BEGIN Supplied records

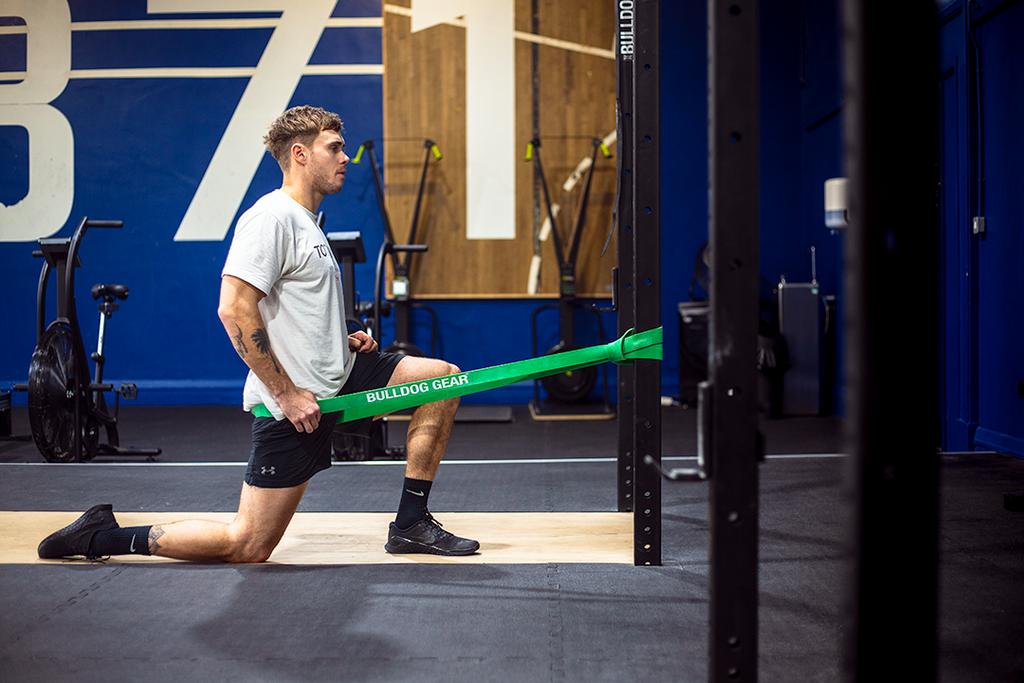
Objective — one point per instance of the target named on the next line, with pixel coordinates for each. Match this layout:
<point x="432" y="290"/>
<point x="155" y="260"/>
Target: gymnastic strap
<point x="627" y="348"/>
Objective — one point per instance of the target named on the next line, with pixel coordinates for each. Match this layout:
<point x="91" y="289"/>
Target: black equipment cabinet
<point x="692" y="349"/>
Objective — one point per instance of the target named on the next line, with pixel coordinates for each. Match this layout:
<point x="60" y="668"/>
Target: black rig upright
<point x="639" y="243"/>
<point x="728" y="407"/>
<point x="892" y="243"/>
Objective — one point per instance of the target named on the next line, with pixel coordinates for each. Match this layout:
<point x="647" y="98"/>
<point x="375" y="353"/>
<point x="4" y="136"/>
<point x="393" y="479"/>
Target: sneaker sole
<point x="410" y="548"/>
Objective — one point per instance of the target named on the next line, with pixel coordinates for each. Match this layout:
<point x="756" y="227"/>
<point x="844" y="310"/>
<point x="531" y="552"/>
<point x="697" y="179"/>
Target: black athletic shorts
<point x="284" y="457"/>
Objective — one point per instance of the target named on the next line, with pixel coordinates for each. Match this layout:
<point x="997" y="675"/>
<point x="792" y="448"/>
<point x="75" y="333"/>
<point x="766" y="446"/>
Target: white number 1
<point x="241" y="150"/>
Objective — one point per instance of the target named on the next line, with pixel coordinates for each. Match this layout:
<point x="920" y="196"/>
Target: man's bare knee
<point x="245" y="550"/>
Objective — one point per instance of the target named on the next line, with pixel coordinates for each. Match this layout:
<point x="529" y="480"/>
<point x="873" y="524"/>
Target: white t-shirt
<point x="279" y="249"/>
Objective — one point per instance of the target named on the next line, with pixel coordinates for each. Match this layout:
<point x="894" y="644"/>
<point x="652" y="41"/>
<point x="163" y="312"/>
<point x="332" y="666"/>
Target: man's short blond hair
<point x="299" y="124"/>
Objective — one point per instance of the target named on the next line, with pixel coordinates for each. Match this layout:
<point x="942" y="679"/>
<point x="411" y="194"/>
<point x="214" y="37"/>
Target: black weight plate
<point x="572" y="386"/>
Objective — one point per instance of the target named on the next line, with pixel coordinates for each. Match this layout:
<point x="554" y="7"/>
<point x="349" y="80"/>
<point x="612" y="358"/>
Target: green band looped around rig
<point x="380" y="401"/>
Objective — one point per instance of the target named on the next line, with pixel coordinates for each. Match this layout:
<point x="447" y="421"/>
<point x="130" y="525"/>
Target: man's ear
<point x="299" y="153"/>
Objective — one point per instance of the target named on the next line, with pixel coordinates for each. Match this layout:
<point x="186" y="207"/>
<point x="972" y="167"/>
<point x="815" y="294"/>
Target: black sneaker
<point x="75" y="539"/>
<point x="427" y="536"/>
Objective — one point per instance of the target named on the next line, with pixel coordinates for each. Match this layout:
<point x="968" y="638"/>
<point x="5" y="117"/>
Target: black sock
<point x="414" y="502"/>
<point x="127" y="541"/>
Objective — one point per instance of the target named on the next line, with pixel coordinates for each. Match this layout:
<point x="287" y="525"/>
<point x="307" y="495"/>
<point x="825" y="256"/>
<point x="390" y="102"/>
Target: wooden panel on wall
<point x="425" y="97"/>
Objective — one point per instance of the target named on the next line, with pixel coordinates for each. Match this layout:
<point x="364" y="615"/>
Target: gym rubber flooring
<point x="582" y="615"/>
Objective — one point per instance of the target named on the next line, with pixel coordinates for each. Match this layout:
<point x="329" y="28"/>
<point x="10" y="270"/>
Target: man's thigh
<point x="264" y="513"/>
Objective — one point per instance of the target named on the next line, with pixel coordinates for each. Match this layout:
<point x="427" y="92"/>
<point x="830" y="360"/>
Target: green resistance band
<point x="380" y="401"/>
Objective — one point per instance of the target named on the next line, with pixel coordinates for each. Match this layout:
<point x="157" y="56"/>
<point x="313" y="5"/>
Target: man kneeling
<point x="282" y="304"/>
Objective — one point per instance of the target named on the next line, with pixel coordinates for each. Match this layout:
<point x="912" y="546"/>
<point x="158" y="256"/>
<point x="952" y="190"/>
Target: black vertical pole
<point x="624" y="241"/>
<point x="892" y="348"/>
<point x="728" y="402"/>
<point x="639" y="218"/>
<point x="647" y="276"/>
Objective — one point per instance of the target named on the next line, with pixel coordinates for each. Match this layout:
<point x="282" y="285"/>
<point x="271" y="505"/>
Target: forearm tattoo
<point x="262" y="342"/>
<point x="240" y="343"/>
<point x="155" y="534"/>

END Supplied records
BEGIN Supplied records

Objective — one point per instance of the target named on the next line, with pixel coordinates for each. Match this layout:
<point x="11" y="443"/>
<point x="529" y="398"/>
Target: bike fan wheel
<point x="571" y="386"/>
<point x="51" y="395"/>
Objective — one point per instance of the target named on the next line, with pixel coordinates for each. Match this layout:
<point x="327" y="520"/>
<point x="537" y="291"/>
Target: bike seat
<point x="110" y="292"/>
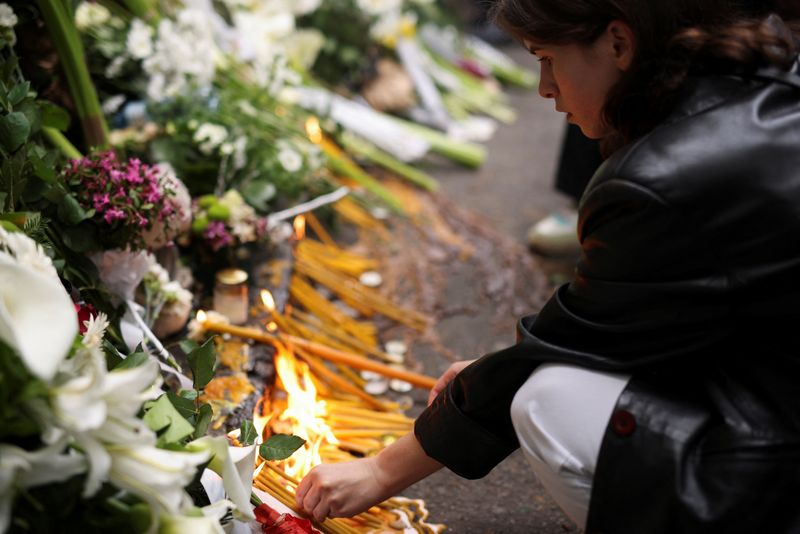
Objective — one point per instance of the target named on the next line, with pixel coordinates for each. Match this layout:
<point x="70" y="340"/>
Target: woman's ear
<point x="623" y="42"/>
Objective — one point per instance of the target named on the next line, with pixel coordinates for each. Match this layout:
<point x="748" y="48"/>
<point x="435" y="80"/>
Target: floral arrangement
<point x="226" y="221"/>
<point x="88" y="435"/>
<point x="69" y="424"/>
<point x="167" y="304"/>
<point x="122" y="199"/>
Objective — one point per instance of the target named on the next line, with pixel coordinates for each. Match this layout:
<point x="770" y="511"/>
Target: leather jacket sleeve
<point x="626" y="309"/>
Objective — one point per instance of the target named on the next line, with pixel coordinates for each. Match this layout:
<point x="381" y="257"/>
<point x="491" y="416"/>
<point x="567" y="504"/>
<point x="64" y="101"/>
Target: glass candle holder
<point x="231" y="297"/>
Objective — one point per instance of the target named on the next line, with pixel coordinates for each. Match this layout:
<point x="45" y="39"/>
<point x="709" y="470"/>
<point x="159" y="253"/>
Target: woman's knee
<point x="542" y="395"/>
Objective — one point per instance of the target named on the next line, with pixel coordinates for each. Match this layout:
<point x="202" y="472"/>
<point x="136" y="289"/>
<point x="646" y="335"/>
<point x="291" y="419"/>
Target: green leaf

END Supplied records

**Job:**
How many lines of the data above contain the word "black"? Reply with the number alone.

**Solution to the problem:**
7